*** Block opens ***

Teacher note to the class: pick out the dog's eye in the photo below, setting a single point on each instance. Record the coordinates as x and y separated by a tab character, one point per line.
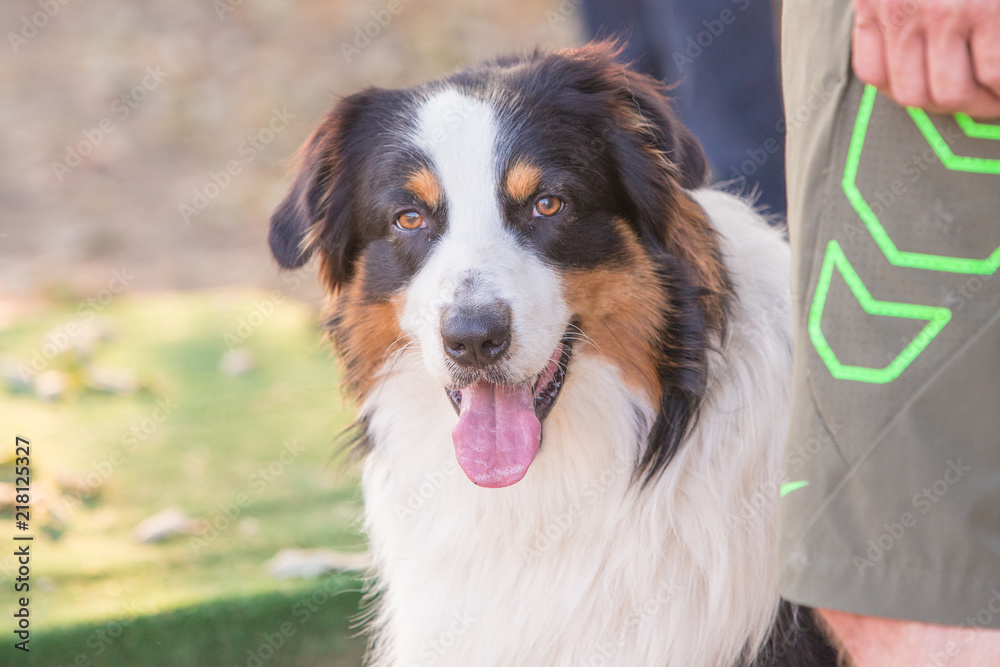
410	220
547	206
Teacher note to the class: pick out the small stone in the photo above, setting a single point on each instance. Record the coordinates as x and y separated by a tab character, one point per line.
162	525
311	563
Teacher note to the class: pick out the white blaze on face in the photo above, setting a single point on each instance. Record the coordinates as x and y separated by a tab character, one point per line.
460	136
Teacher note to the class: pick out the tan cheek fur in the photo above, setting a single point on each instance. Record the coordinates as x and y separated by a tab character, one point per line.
622	309
366	335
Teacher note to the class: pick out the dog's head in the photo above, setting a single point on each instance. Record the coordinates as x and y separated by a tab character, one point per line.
497	220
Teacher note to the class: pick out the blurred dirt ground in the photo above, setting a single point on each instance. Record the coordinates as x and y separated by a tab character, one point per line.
116	112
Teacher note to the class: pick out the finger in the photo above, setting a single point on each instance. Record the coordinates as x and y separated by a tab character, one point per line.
985	45
951	83
906	63
868	47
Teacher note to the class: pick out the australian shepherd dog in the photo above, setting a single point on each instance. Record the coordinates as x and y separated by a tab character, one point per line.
572	361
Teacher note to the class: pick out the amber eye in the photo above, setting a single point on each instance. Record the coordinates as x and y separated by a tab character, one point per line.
410	220
547	206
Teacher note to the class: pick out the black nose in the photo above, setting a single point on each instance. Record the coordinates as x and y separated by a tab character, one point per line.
476	337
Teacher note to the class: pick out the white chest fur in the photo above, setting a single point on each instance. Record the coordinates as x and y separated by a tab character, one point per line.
576	565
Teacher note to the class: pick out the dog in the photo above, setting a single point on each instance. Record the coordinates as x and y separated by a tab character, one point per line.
573	364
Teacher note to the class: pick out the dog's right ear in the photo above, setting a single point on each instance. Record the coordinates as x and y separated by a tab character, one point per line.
315	215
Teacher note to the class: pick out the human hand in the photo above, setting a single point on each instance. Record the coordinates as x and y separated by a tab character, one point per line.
938	55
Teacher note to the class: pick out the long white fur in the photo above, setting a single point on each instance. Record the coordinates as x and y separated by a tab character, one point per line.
575	565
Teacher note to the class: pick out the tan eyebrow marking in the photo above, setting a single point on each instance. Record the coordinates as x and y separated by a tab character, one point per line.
425	185
522	180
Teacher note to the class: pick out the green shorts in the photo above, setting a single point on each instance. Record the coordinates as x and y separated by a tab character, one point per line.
891	500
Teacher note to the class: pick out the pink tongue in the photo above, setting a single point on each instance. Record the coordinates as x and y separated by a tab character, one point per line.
497	434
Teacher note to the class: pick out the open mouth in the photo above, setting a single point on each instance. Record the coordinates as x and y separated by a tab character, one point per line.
499	426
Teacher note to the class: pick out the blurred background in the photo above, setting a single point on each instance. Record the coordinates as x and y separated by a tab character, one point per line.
188	505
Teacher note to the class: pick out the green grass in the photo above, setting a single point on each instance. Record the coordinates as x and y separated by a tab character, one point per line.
187	602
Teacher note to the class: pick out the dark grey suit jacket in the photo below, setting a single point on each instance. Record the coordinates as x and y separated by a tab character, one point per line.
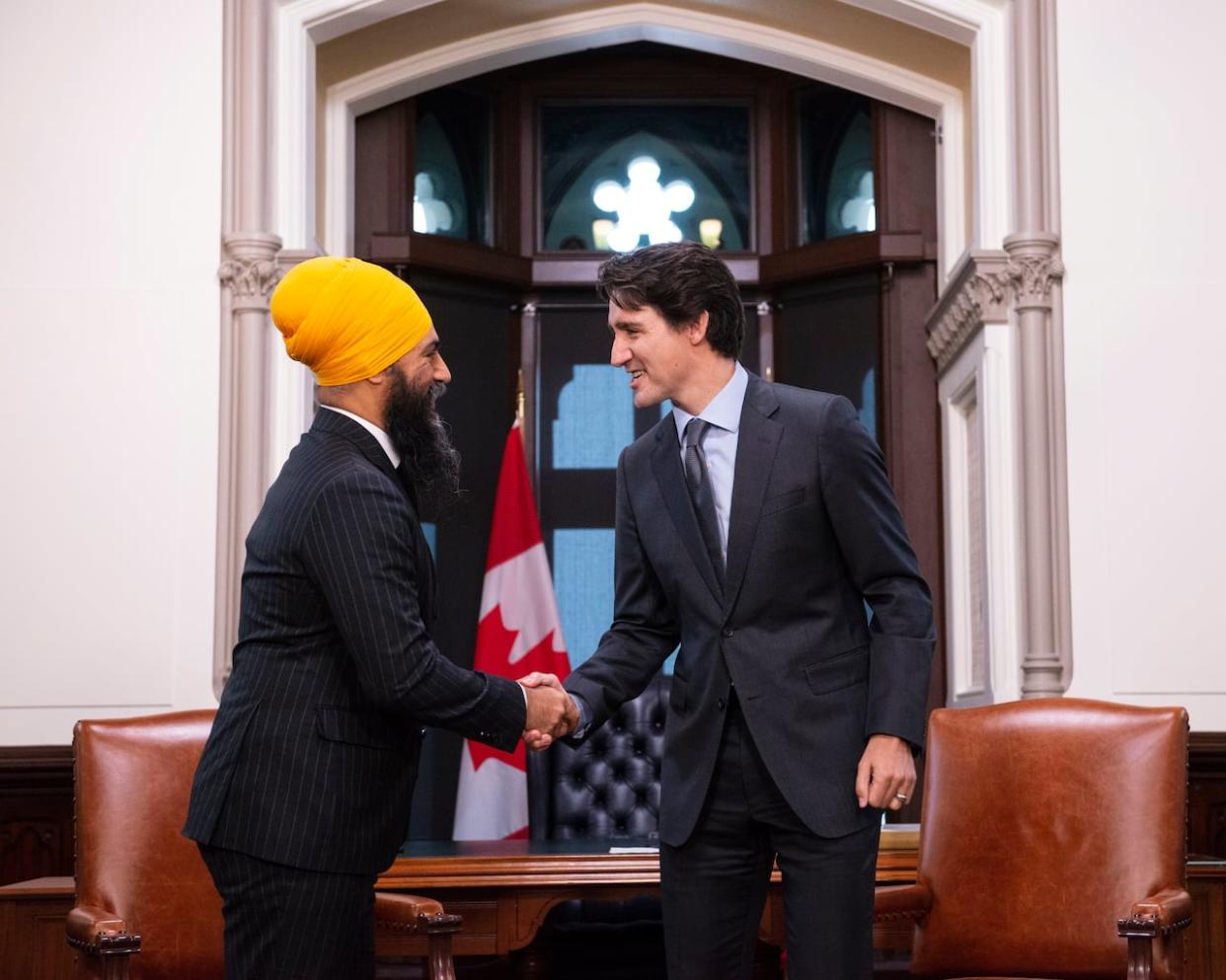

*** Block closes ***

# [TASK DESCRIPTION]
Go through the entries and retype them exactly, except for the images.

# [SOLUTION FOR THIS EXERCISE]
Teacher note to the class: pick out the dog's eye in the photo below, setting a single point on each instance. Record the coordinates as x and y separated by a tab character, one point per line.
410	220
547	206
Teacher note to the class: pick out the small stone in the photo above, setting a single point on each instance. Record the coordinates as x and y separated by a tab character, one point per line.
162	525
311	563
Teacher note to the class: pick out the white blaze on face in the photo above, setting a single point on each instance. Record the coordinates as x and y separated by a tab character, one point per line.
460	136
Teacher note to the class: pick out the tan cheek fur in the photo above, setting a single point on each instance. Record the coordinates as x and y separated by a tab character, one point per line.
622	309
366	335
Teacher note to the class: pick out the dog's head in the photo above, setting a single point on each instance. Record the coordinates as x and y separated by a tab character, one point per line.
497	220
Teacher note to the class: pick out the blurred dirt ground in the photo above, setting a single point on each instance. Record the coordinates as x and y separated by a tab character, one point per line.
116	112
Teacher note to the class: pick out the finger in the photo above, setting a single point on each instance. Record the coordinates as x and y separated by a tab character, one point per line.
985	45
951	83
906	63
868	47
Teacher note to the class: pick out the australian shepherd dog in the photo above, setting a single point on each instance. Record the coordinates as x and y separated by a tab character, one point per line.
572	361
Teacher note to the class: pick out the amber eye in the photo above, setting a single point on each instance. Record the coordinates as x and y separated by a tab character, one point per line.
410	220
547	206
Teacher note to the class: pick out the black nose in the photo above, setting a single point on each instance. Record the coordinates as x and y separated by a tab character, one point per line.
476	337
Teacher note to the class: pick out the white chest fur in the photo above, setting a single point on each instance. Record the coordinates as x and y separated by a tab character, one point per line.
576	565
Teacher note to the class: pick out the dog in the photo above, setting a single point on each instance. Record the coordinates as x and y separated by a tab character, one point per line.
573	364
Teacher note to the class: pick out the dog's right ear in the photo above, setting a single point on each instance. Record the coordinates as x and y separated by a tab character, one point per line.
315	215
Teacher note to the class: pick out the human hand in the photo above, setting a single point on each instance. Record the coordinates as x and y separated by a tab character, one point per line.
938	55
Teacher note to the class: pick out the long white fur in the photo above, setting a single point on each instance. Record the coordinates as x and y separated by a tab character, one point per line.
575	565
Teacher note to the class: pick out the tan eyebrow marking in the photo above, setting a single point on each instance. Record the coordinates as x and y separated by a tab character, one point per line.
425	185
522	180
Teacher note to the class: pick out the green shorts in the photo above, setting a single point on each instance. Record the coordinates as x and y separated by a tab character, one point per line.
891	500
Teacher note to the class: pick out the pink tongue in the photo above, setting a single point on each instance. Record the coordinates as x and y separated by a tab character, one point per line.
497	434
Teacher note to the class: pick out the open mouth in the photo above, setting a single point on each instance. Record the coordinates as x and y separated by a tab character, one point per line.
499	426
Teacher note to the class: pick out the blurred background in the photo above, setting a single point on each instance. Record the coordinates as x and y separated by a tab character, one point per line.
188	505
Teacher note to the class: pick out the green grass in the photo above, setting a single point on each instance. Record the coordinates as x and y separated by a tab character, one point per line.
187	602
Teacher note to the class: pick out the dark grey suit jacket in the photo below, setting a single point on each instance. Record the coordinates as x and y separated by a tab character, one point per line.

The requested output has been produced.